▶ _WHAT TO DO_:
Copy the result of filtering the entries below for lines that include the string "large".

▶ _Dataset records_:
╭──

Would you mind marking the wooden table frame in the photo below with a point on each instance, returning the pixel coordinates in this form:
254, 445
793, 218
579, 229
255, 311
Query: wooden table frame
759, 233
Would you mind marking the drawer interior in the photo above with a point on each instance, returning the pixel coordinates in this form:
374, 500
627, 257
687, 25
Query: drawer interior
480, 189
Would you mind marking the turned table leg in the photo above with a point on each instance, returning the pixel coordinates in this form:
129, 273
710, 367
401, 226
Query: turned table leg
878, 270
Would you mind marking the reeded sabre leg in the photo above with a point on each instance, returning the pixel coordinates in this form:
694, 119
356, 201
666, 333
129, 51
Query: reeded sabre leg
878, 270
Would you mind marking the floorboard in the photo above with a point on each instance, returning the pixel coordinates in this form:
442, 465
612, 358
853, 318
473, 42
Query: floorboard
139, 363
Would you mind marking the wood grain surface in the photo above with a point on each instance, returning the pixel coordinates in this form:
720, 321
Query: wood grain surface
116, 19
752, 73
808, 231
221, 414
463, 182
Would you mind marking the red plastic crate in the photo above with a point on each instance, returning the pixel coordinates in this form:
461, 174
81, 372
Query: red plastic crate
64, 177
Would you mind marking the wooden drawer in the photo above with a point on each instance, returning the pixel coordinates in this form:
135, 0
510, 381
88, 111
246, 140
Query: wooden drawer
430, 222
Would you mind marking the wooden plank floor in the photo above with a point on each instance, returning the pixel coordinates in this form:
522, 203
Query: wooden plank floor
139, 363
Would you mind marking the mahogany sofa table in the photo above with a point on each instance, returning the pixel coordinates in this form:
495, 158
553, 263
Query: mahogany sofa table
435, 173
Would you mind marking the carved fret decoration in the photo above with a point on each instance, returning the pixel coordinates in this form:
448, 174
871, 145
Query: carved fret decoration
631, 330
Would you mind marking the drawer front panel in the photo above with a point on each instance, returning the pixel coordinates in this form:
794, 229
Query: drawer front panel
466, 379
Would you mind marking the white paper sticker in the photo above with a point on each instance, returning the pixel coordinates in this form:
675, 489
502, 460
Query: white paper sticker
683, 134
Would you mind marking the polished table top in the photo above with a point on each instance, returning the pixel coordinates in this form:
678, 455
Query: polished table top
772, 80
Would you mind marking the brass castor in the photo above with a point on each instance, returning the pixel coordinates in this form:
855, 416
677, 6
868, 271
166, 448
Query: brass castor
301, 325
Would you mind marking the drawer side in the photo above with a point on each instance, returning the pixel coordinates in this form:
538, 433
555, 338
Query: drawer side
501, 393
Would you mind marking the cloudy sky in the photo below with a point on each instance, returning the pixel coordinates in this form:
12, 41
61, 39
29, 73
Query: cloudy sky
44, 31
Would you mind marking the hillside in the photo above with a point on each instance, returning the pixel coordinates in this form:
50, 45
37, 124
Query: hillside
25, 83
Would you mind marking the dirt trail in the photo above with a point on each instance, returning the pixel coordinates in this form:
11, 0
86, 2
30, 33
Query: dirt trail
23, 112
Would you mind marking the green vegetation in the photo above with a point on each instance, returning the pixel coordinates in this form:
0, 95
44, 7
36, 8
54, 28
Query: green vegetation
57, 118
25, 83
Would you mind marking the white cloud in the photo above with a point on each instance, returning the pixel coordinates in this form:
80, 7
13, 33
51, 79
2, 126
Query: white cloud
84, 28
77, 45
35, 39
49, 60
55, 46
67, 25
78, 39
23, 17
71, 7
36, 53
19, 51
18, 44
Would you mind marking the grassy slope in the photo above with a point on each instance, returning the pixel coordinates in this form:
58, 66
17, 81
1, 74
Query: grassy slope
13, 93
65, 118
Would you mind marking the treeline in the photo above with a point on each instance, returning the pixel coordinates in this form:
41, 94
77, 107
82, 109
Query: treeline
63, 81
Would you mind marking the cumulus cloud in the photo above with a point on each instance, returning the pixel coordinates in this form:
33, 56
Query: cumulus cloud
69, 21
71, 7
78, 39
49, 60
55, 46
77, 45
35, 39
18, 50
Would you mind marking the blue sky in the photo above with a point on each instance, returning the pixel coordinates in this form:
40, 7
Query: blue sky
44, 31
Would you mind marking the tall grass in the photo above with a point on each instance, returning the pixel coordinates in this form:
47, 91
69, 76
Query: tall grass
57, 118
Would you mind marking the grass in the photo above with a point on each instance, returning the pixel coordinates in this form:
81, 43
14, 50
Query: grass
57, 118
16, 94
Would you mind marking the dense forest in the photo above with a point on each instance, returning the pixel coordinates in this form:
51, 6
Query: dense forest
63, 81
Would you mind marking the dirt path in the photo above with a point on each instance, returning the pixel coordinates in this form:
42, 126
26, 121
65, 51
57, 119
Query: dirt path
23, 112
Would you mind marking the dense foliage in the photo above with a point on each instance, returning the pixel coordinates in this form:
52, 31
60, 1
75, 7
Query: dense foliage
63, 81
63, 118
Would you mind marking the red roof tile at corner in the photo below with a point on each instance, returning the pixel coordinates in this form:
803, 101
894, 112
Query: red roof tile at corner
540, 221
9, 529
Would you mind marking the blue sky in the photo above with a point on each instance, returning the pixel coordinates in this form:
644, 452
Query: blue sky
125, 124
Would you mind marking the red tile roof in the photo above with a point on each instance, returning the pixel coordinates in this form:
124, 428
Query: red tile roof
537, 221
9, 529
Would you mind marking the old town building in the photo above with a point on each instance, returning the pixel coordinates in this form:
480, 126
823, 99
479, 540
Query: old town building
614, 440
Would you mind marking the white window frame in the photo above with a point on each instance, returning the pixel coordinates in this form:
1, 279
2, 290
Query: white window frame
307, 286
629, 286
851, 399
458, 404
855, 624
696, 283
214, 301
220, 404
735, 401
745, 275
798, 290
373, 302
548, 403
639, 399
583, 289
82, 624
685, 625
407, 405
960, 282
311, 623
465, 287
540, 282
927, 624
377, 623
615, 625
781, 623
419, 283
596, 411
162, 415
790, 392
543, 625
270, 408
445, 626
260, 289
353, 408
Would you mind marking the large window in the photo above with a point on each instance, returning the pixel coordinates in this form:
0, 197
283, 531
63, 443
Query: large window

╰──

▶ _EXERCISE OUTPUT_:
Would you mind marking the large window in the photo above with a point on each instance, returning the pixel coordinates in this form:
Query: large window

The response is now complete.